> _EXTRACTED DATA_
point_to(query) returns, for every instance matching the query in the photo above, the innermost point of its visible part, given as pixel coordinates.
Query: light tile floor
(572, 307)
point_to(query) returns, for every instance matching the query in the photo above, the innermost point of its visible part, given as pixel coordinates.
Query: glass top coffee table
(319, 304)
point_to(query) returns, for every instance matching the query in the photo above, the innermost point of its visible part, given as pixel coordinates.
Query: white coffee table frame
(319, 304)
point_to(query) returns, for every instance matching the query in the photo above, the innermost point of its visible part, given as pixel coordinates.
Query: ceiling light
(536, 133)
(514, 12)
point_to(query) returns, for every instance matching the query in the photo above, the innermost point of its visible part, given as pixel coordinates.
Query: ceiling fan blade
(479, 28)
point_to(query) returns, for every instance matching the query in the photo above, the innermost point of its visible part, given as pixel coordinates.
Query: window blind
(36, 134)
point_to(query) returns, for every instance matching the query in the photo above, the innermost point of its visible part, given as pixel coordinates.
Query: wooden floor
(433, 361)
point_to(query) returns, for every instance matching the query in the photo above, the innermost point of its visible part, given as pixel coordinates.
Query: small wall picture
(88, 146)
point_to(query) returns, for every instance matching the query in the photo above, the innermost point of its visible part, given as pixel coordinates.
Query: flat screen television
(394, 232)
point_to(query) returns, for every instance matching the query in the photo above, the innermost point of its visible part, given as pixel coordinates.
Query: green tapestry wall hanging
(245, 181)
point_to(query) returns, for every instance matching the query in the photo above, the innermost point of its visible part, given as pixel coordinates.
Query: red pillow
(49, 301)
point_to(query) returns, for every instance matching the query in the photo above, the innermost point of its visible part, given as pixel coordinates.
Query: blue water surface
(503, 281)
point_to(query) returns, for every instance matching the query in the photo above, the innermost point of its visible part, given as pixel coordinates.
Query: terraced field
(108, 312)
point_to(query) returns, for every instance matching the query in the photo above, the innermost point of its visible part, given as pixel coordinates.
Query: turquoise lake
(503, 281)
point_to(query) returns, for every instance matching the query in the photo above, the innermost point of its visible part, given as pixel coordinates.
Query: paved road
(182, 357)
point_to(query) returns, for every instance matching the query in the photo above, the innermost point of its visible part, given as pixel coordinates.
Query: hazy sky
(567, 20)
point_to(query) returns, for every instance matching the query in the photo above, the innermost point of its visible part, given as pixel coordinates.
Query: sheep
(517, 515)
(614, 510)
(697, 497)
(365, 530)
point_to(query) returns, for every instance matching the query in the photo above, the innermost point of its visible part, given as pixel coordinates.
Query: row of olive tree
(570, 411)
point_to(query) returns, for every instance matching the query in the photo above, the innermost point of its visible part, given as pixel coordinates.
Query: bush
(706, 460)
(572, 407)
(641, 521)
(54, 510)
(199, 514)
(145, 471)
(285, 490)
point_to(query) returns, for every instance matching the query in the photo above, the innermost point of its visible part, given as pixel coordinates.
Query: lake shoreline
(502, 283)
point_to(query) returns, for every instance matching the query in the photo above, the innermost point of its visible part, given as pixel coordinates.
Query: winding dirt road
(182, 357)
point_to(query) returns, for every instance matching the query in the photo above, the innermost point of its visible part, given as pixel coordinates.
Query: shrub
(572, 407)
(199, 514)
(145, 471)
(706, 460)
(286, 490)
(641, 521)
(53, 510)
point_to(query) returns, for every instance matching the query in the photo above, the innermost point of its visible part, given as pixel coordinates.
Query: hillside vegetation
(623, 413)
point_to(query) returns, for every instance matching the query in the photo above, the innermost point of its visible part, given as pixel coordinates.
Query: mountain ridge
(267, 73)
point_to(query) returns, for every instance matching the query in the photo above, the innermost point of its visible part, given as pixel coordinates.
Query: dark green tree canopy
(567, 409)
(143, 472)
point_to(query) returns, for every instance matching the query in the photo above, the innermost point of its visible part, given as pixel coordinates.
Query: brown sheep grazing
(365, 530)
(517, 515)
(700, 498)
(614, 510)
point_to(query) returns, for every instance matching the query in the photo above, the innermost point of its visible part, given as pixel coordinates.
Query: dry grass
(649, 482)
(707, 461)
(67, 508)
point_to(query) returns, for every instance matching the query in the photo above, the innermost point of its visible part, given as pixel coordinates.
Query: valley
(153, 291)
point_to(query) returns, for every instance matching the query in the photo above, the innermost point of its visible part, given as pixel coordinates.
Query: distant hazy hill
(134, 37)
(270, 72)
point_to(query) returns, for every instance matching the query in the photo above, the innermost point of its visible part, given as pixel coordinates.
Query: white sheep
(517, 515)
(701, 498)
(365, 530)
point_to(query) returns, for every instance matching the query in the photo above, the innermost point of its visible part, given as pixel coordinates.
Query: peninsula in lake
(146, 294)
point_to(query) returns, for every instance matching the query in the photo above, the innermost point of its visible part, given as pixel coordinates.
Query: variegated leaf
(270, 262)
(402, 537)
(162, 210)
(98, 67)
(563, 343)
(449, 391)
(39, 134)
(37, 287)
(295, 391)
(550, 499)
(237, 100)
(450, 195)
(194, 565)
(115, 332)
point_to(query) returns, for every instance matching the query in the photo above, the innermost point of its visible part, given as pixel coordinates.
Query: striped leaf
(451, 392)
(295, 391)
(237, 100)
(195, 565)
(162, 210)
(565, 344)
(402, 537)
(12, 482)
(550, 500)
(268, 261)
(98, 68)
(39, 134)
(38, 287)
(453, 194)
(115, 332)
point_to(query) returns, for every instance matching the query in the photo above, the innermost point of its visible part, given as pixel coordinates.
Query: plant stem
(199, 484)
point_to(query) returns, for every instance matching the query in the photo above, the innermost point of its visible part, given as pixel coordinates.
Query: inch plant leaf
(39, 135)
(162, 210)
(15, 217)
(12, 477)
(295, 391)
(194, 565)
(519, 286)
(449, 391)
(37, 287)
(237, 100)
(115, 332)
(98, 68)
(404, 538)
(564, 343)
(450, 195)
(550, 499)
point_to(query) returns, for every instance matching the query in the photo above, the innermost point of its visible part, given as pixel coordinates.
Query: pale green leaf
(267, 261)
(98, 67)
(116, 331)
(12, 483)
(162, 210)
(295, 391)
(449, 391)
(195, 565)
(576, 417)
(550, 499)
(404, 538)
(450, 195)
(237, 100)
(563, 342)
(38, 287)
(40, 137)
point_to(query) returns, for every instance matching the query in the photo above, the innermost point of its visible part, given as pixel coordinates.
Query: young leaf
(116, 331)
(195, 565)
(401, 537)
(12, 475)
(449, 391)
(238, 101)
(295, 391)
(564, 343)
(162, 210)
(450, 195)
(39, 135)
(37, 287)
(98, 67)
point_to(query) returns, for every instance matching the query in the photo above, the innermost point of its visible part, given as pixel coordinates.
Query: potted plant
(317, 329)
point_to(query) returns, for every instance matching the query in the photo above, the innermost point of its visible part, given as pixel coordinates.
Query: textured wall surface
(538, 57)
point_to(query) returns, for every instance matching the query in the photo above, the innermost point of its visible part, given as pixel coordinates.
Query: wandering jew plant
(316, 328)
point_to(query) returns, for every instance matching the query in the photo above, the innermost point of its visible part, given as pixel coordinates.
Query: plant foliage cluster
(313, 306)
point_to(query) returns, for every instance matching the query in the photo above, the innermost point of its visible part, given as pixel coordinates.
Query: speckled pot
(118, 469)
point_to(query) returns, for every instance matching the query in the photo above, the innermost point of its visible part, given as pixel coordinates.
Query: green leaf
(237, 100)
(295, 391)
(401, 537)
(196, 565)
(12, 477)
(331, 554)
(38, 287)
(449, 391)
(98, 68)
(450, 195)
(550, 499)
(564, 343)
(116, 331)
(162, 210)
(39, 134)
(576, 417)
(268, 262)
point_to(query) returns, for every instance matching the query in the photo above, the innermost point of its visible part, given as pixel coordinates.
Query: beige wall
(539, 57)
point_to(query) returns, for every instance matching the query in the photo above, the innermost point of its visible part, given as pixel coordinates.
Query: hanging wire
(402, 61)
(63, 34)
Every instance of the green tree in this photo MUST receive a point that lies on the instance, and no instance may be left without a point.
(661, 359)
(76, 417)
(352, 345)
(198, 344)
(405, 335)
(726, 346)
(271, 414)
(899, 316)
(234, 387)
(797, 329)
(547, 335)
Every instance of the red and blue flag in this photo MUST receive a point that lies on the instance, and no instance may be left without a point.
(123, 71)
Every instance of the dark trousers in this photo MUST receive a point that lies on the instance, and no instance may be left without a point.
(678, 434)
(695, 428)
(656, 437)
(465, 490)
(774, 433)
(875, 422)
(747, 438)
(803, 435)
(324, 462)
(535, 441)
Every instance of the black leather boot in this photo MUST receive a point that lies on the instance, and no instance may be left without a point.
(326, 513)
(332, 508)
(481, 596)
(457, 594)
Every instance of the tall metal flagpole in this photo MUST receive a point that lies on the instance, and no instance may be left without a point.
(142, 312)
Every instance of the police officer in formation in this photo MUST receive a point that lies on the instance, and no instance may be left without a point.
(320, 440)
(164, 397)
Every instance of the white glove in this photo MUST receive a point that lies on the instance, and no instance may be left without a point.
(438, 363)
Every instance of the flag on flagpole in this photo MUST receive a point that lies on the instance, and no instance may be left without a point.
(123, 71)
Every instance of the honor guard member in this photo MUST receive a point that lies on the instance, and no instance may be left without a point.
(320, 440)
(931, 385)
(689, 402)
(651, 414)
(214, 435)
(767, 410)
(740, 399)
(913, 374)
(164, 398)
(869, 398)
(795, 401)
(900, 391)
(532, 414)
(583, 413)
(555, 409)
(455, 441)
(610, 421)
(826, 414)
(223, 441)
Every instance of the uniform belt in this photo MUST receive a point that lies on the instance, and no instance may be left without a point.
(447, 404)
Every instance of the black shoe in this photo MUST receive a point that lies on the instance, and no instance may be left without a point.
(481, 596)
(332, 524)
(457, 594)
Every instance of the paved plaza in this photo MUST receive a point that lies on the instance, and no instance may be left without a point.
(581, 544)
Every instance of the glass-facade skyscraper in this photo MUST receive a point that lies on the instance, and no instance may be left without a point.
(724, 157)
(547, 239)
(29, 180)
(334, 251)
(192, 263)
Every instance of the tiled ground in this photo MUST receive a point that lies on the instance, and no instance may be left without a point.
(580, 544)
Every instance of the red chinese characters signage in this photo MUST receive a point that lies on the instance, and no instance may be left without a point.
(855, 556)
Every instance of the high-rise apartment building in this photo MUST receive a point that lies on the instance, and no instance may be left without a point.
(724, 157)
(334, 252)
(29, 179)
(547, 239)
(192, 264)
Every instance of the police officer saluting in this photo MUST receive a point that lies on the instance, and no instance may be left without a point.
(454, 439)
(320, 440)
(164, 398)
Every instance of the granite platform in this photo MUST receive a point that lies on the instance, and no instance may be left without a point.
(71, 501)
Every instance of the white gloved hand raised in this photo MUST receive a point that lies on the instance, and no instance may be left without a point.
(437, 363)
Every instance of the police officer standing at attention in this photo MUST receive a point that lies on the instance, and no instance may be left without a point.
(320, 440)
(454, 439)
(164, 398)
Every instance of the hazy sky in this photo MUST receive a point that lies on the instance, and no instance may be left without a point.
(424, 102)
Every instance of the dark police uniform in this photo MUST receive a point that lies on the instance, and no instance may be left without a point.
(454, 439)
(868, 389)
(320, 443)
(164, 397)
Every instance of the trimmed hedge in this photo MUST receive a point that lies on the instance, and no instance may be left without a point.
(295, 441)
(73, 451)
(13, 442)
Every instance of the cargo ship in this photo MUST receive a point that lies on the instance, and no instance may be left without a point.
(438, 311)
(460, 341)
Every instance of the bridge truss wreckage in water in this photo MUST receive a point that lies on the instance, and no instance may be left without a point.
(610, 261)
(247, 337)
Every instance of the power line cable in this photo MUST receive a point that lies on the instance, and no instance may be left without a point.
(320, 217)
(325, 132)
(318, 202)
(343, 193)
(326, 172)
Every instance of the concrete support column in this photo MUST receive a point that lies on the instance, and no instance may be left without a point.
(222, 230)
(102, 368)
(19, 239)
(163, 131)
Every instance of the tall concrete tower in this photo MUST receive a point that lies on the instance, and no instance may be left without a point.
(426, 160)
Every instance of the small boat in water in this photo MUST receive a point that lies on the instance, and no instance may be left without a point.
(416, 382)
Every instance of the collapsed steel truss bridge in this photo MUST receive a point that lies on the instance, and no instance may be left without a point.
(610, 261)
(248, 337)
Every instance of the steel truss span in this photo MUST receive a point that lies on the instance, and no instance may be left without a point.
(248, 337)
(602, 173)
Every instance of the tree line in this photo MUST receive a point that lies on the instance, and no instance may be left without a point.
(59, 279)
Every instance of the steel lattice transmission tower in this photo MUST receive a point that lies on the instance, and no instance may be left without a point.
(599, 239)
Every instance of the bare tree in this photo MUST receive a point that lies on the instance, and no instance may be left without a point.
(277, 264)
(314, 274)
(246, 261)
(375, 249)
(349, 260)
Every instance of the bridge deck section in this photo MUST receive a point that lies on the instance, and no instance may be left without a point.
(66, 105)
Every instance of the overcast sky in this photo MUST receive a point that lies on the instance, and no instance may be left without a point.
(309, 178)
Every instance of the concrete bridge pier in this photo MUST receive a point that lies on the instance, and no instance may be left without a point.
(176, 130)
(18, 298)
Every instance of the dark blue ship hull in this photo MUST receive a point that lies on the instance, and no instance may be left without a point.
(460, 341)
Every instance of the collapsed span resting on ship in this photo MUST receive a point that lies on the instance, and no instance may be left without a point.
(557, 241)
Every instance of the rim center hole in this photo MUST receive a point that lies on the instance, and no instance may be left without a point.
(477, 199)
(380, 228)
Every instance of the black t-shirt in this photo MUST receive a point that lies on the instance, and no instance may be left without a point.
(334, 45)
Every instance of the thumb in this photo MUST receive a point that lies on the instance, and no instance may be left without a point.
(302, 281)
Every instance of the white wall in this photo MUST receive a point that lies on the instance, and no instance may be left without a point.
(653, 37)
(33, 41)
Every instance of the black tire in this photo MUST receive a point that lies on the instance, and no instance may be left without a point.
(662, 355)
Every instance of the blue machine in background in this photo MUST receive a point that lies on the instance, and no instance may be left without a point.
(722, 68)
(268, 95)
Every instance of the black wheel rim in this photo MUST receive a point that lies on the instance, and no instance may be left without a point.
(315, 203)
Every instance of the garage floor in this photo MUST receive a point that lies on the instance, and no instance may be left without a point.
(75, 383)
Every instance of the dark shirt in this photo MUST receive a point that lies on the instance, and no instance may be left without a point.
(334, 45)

> _STATED EXERCISE_
Repeat only the stretch of lines starting at the one containing "Every instance of the overcast" and running to the final line of the entries above.

> _RESPONSE TO THE TASK_
Every instance of the overcast sky in this photo MUST receive a point that lies on the instance, and no instance may be left without a point.
(309, 178)
Every instance of the concrete bridge pier in this photo MUST receive a point that lies on the instance, and no instance may be left without a point.
(176, 130)
(18, 298)
Every instance of the dark blue ship hull in this photo MUST receive a point that lies on the instance, and no instance may be left without a point.
(460, 341)
Every instance of the collapsed span resting on ship in this photo MUST receive a point that lies on the instance, and no instance may be left without a point.
(557, 241)
Every instance of the rim center hole in this photo MUST receive a point that lies on the instance, and no instance may be left without a point.
(477, 199)
(380, 228)
Every instance of the black t-shirt in this photo MUST receive a point that lies on the instance, and no instance may be left without a point.
(334, 45)
Every instance of the thumb in this photo MUST receive a point that lies on the instance, and no instance may be left without a point.
(302, 281)
Every instance of the white wall in this photo MUST receive a point that lies on the instance, and no instance may be left without a point.
(653, 37)
(33, 41)
Every instance of the black tire in this photo MUST receive a point that lies on the instance, and no instance may be left without a point.
(662, 355)
Every instance of the blue machine in background in this photo MUST receive a point that lies on the instance, and no instance may be left without a point.
(722, 68)
(268, 95)
Every instance of the black wheel rim in this photo MUST receive a point that lies on the instance, and no instance may be left without a point.
(315, 203)
Every instance of the garage floor in this photo MUST receive a point that lies on the instance, and no instance may be left without a point.
(75, 383)
Every instance of the dark shirt in this photo MUST receive a point that lies on the instance, and no instance may be left without a point.
(334, 45)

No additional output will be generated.